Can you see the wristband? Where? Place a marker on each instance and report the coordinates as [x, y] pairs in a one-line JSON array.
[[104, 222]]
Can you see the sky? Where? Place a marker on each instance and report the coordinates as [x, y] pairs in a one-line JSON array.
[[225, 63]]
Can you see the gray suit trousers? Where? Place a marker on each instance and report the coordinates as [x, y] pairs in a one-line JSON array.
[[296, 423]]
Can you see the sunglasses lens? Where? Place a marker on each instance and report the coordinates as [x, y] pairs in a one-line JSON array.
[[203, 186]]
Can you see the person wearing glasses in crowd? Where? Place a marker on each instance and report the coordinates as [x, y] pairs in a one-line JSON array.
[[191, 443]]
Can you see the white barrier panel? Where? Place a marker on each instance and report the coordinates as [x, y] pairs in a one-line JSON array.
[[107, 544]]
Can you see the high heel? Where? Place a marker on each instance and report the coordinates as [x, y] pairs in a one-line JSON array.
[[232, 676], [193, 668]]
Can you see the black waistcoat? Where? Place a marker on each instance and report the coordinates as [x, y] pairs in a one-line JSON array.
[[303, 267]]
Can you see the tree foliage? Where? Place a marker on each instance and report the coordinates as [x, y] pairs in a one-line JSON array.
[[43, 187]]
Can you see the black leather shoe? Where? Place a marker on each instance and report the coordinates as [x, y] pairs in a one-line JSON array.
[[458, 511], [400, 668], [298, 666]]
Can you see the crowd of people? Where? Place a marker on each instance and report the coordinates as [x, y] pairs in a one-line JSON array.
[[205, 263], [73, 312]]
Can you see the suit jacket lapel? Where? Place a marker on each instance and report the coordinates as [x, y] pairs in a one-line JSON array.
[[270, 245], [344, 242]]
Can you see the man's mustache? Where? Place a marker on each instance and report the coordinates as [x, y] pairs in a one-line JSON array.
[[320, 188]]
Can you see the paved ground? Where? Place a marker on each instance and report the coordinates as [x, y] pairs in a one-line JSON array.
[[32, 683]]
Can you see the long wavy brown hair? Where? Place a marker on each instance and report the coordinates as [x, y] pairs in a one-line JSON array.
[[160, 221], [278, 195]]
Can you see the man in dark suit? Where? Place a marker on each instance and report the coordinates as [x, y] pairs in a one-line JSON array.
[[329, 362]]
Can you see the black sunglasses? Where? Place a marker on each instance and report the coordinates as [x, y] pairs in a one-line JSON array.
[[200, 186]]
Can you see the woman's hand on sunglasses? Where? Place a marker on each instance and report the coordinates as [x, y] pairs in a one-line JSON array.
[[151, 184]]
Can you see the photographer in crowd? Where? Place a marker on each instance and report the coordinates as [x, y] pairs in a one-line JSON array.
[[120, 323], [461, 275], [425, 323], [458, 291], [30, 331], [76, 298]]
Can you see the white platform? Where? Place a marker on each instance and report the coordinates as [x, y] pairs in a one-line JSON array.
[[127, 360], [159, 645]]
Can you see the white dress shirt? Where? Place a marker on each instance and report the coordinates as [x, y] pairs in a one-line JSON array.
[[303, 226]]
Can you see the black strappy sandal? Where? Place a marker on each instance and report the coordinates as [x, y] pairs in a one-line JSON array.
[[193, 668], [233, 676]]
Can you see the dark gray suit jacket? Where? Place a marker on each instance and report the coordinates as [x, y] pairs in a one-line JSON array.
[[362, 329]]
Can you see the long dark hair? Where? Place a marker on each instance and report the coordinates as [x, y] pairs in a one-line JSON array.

####

* What you need to do: Output as a numbered list, with blank lines omitted, the lines from the start of the items through the line that contains "[[203, 186]]", both ends included.

* Response:
1. Can you see the wristband? Where? Place a marker on each instance and report the coordinates as [x, y] pairs in a one-line JSON array.
2. [[104, 222]]
3. Can you see the sky? Where? Place a marker on each instance and report the coordinates as [x, y] pairs in a one-line JSON array.
4. [[225, 63]]
5. Can you see the gray suit trousers? Where? Place a marker on each instance and report the coordinates as [x, y] pairs in a one-line JSON array.
6. [[296, 423]]
7. Can you see the sunglasses lens? Where? Place a marker on each instance and report the coordinates as [x, y] pairs in a one-line JSON array.
8. [[203, 186]]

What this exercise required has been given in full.